### EXCERPT TO READ
Fragment Hotspot maps
- Given a whole protein and no prior knowledge, the Fragment Hotspots application identifies the location and quality of binding sites in minutes
- Not only do high scoring regions coincide with ligand binding site, but the very highest scoring regions specifically highlight fragment binding sites
Identifying the interactions that determine fragment binding
Locating a ligand-binding site is an important first step in structure-guided drug discovery, but current methods do little to suggest which interactions within a pocket are the most important for binding. Together with one of our industrial collaborators we have developed a method that samples atomic hotspots with simple molecular probes to produce fragment hotspot maps. These maps specifically highlight fragment-binding sites and their corresponding pharmacophores. The fragment hotspot map calculation is validated using experimental binding positions of 21 fragments and subsequent lead molecules. The ligands are found in high scoring areas of the fragment hotspot maps, with fragment atoms having a median percentage rank of 97%. Protein kinase B and pantothenate synthetase are examined in detail. In each case, the fragment hotspot maps are able to rationalise a Free–Wilson analysis of SAR data from a fragment-based drug design project. For more information see J. Med. Chem., 2016, 59 (9), pp 4314–4325 DOI: 10.1021/acs.jmedchem.5b01980.
Applications of Fragment Hotspot maps
- Identify ligandable binding sites
- Predict which interactions fragments are most likely to make
- Identify docking constraints when working with a novel pocket or target
- Refine your pharmacophore to target the most valuable interactions during a virtual screen
- Visualise and guide fragment growth or lead optimisation
Apo PDE4 with apolar (yellow), donor (blue) and acceptor (red) maps contoured at 17 (solid) and 14 (translucent). The binding position of a fragment (magenta) and its subsequent lead (cyan) molecules have been included for reference. From a global search of the protein, the Fragment Hotspot Maps are able to highlight the interactions made by the fragment, without false positives elsewhere on the protein.

(Dataset entries)
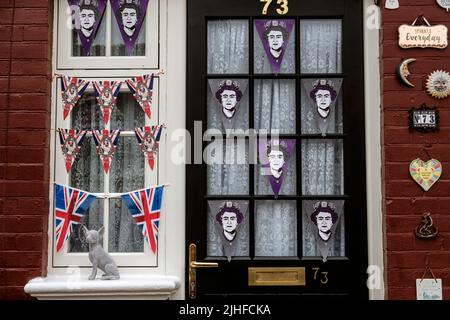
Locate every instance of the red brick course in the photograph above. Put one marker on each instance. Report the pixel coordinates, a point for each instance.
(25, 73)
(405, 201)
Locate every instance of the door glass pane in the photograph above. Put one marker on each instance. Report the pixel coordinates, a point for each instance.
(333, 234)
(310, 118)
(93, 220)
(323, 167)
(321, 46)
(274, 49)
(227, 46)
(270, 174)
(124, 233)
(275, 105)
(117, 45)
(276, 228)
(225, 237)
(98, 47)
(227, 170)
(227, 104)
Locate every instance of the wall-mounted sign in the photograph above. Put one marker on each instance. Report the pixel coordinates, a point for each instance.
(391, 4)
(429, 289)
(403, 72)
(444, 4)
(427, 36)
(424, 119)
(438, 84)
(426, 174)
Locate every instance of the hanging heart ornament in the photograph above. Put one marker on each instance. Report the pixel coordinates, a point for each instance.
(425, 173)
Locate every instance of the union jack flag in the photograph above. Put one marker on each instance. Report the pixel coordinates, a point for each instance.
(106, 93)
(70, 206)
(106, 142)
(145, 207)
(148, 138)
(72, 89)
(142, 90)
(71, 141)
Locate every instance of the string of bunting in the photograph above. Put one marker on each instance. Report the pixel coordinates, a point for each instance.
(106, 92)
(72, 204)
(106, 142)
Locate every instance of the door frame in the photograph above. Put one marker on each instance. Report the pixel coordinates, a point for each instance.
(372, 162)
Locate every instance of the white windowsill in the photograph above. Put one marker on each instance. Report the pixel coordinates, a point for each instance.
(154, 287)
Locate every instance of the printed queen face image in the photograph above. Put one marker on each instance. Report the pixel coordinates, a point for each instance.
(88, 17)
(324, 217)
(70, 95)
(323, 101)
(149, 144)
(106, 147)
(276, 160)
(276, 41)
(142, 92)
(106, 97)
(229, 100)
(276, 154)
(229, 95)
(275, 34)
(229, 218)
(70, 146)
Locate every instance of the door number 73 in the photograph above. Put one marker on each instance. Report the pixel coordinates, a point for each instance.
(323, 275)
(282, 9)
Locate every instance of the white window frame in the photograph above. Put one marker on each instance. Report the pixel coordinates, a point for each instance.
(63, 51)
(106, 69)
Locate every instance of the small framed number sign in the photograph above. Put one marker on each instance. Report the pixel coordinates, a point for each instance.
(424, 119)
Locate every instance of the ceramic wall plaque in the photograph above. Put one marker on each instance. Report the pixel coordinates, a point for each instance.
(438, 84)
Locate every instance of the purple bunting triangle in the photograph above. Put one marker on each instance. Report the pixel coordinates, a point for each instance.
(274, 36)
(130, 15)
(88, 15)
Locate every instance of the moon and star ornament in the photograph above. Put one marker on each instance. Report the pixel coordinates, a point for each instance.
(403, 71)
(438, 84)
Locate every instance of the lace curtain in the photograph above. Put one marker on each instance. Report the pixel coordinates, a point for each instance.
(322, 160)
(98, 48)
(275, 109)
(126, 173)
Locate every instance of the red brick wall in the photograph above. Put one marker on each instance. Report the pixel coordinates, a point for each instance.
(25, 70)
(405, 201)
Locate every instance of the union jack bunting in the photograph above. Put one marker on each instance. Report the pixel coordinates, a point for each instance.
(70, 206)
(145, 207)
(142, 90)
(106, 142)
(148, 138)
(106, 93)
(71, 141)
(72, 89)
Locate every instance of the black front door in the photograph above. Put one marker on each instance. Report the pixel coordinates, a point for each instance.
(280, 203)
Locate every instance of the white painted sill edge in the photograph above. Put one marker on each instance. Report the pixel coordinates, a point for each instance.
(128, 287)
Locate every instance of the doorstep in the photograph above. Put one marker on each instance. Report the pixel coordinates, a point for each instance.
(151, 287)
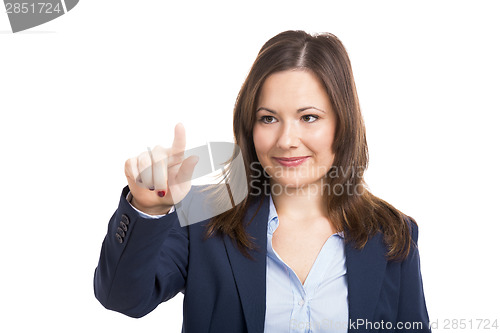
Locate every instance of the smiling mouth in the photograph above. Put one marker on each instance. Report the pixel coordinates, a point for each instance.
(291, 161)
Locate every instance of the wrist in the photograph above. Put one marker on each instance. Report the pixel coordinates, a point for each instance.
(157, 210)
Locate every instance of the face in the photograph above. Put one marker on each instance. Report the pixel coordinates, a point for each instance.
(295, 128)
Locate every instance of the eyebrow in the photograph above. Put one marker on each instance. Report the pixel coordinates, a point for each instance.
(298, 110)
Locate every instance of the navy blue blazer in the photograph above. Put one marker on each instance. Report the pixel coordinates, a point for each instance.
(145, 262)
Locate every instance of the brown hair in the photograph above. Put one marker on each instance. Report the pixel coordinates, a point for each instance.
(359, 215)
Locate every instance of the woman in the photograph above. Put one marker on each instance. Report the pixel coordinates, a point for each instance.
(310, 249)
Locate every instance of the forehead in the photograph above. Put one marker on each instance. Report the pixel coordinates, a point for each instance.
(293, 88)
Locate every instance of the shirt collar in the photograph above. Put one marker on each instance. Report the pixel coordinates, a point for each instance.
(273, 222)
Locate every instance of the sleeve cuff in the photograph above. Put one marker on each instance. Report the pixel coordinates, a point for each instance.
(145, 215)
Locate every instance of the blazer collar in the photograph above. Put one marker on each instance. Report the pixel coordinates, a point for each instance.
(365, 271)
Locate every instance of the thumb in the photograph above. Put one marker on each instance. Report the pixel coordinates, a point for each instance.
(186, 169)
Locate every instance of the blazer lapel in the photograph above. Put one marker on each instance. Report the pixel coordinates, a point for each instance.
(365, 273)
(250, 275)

---

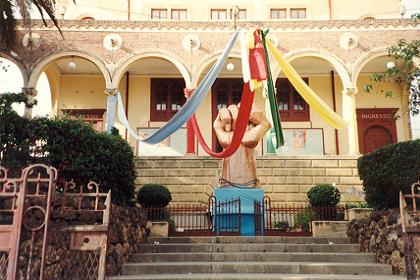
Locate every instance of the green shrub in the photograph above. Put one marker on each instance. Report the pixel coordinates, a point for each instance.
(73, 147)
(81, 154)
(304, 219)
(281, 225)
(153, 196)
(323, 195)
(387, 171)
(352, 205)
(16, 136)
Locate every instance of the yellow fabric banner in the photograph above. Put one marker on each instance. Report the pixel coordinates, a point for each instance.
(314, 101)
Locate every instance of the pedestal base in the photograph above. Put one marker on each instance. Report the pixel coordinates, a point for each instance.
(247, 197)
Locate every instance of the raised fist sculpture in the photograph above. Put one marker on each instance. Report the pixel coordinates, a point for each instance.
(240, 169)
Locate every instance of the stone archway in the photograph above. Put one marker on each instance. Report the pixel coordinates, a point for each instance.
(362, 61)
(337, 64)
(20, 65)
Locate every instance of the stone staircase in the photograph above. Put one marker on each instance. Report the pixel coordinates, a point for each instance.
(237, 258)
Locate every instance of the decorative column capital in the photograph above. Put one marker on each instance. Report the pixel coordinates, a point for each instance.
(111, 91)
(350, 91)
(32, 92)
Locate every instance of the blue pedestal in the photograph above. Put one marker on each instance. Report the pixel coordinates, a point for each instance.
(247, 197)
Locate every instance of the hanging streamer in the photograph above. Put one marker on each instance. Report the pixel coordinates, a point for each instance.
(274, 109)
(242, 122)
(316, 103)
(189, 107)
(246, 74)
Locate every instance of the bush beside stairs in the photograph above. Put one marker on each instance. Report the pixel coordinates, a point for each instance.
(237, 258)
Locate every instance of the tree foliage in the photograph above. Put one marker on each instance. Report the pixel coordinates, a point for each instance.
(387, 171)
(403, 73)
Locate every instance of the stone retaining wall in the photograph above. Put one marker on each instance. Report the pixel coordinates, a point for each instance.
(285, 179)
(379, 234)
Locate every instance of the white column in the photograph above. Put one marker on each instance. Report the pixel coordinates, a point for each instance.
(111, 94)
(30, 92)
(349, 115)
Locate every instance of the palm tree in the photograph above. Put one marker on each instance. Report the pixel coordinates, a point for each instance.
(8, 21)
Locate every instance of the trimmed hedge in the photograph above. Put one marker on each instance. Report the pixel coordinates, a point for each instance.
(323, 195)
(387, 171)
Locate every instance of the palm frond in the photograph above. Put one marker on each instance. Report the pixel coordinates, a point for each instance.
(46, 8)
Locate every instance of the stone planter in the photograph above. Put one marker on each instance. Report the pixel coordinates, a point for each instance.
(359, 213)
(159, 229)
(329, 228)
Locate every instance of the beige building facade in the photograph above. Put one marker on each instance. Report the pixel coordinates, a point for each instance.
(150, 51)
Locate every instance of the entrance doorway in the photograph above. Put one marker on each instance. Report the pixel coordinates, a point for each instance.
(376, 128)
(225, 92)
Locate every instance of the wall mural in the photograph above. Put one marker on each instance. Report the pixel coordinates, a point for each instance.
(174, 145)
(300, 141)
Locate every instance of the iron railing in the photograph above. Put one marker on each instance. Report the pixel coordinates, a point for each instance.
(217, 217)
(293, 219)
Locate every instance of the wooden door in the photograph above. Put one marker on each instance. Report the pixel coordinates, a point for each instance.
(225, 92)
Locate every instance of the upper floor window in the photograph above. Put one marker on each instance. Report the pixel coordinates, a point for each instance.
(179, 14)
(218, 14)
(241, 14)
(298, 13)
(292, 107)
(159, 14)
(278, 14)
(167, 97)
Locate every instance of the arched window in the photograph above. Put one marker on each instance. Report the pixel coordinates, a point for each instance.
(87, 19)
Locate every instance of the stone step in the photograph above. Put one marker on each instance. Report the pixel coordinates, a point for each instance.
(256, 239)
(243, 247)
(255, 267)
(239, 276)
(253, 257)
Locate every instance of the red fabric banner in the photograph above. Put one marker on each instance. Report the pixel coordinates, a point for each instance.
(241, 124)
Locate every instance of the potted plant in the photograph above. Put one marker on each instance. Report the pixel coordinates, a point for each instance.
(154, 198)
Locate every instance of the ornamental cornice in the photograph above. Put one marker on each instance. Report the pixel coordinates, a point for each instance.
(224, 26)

### WHAT TO DO
A) Answer these questions from the text on fragment hotspot maps:
(i) How many fragments had their experimental binding positions used to validate the fragment hotspot map calculation?
(ii) Which two proteins are examined in detail?
(iii) In the description of apo PDE4, what color shows the donor map?
B) Reproduce the part of the text on fragment hotspot maps from "Applications of Fragment" up to and including "on the protein.", word for word.

### WRITTEN RESPONSES
A)
(i) 21
(ii) Protein kinase B and pantothenate synthetase
(iii) Blue

B)
Applications of Fragment Hotspot maps
- Identify ligandable binding sites
- Predict which interactions fragments are most likely to make
- Identify docking constraints when working with a novel pocket or target
- Refine your pharmacophore to target the most valuable interactions during a virtual screen
- Visualise and guide fragment growth or lead optimisation
Apo PDE4 with apolar (yellow), donor (blue) and acceptor (red) maps contoured at 17 (solid) and 14 (translucent). The binding position of a fragment (magenta) and its subsequent lead (cyan) molecules have been included for reference. From a global search of the protein, the Fragment Hotspot Maps are able to highlight the interactions made by the fragment, without false positives elsewhere on the protein.